Written tasks =>
1. Please summarize the passage on gear oil impedance fitting in two sentences.
2. Based on the passage on gear oil impedance fitting, decide whether each statement is true, and support each answer with the deciding words quoted from the passage: (a) For fresh oil, the dispersion effect at the electrode/solution interface is significant. (b) Oxidation products adsorb unevenly onto the electrode surface. (c) On a clean electrode surface, the gear oil shows diffusion-controlled processes.

Selected excerpt =>
..............................

Based on the analysis of the fitting results in Table 2, Mobil SHC™ Gear Oil 320 WT forms a lubricating film characterized by homogeneity, density, and a smooth interface. The dispersion effect at the electrode/solution interface is negligible, and the double-layer behavior closely approximates that of an ideal capacitor. Therefore, for fresh oil samples, the R s ( R c t / / C d ) model demonstrates the optimal fitting performance. As the oxidation temperature rises, polar oxides, oil sludge, and gums progressively accumulate in the gear oil. These substances adsorb unevenly onto the electrode surface, resulting in increased interfacial roughness and non-uniform charge distribution, thereby generating a pronounced dispersion effect. Under such circumstances, the CPE provides a more precise description of this non-ideal interfacial behavior, allowing the R s ( R c t / / C P E ) model to exhibit superior fitting accuracy and more accurately simulate the electrochemical response during the oxidative degradation of the gear oil. Among the three models examined, the R s ( ( R c t Z w ) / / C d ) model exhibits the poorest fitting performance, further suggesting that on a clean electrode surface, the gear oil solely forms a physically adsorbed double-layer structure without any diffusion-controlled processes.

..............................

[Entries on locating named things]
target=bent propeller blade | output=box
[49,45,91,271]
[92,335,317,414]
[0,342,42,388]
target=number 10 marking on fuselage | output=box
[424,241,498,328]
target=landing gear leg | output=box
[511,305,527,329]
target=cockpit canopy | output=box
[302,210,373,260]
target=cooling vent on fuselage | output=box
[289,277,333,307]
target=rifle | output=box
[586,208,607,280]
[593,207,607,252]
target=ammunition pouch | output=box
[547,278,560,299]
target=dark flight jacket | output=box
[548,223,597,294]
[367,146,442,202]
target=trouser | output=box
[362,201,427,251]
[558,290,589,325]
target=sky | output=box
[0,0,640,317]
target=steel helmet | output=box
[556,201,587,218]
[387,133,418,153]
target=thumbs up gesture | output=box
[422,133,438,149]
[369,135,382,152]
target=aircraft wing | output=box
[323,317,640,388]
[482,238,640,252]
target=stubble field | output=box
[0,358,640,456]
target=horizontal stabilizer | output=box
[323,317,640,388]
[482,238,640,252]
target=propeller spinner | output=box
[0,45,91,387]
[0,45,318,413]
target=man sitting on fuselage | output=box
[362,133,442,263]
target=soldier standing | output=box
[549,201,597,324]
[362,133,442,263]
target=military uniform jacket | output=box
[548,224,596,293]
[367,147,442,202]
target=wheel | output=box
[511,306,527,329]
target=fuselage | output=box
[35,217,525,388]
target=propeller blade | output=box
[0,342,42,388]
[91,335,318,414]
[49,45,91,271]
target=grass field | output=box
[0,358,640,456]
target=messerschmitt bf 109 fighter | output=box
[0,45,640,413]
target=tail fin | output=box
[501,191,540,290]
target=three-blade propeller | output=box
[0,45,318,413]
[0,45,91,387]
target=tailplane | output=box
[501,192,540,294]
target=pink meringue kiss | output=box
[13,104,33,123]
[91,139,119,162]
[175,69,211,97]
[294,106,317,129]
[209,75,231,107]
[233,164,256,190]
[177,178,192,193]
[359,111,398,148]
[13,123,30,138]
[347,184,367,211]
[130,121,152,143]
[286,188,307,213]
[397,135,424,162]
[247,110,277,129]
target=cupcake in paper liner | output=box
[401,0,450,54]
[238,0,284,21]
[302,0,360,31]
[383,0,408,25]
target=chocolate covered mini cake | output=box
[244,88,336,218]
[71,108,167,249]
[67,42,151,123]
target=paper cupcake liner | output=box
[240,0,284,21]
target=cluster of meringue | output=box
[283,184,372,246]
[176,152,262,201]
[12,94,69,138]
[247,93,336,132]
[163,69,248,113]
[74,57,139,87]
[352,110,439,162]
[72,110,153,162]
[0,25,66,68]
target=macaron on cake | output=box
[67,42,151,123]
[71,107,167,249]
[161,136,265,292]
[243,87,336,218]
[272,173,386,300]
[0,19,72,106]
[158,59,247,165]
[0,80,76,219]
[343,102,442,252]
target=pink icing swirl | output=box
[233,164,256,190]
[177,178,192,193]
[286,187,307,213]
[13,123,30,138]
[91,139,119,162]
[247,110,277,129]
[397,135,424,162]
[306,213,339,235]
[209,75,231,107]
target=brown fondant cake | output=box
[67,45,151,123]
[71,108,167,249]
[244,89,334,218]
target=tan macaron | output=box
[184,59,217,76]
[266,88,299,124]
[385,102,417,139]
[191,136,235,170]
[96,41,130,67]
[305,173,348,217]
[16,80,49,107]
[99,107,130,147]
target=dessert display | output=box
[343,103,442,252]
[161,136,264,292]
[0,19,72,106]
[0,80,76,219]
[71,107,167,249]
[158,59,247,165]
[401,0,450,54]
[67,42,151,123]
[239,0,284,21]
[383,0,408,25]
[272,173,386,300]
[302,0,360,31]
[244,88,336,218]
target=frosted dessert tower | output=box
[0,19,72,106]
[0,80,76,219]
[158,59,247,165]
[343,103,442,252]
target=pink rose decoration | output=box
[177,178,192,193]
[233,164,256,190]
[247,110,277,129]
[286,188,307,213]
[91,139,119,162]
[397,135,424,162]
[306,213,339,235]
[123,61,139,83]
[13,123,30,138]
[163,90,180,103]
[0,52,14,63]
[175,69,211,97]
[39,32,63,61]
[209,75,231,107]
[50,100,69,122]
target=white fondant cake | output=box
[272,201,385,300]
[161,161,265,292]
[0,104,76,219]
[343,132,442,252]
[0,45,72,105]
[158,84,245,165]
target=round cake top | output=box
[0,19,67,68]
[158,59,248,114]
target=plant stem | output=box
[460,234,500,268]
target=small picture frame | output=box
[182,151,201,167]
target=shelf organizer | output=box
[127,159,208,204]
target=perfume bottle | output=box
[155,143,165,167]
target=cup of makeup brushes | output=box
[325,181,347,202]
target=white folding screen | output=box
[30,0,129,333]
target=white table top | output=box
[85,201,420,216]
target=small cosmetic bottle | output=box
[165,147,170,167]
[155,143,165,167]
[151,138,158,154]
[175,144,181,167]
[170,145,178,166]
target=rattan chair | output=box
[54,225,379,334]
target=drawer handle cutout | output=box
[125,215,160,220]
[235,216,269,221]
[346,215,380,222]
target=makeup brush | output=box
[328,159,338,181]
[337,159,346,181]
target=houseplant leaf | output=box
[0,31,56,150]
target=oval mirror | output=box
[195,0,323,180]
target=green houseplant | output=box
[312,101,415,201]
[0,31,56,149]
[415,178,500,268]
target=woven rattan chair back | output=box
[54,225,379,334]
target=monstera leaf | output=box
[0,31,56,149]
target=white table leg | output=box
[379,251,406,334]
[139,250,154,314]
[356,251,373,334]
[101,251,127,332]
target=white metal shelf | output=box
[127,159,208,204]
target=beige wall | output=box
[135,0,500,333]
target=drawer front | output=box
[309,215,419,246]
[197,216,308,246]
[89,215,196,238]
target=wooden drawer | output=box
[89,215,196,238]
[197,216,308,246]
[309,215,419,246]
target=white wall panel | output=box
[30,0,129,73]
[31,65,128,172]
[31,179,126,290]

..............................

Task-by-task results =>
1. Fresh Mobil SHC™ Gear Oil 320 WT forms a homogeneous, dense, smooth lubricating film with negligible interfacial dispersion and near-ideal capacitor behavior, so the model with a double-layer capacitance fits it best. As oxidation temperature rises, accumulating oxides, sludge and gums adsorb unevenly and cause pronounced dispersion, so the model using a CPE fits more accurately, while the model with a Z w term fits worst of the three.

2.
(a) No: "The dispersion effect at the electrode/solution interface is negligible"
(b) Yes: "These substances adsorb unevenly onto the electrode surface"
(c) No: "the gear oil solely forms a physically adsorbed double-layer structure without any diffusion-controlled processes"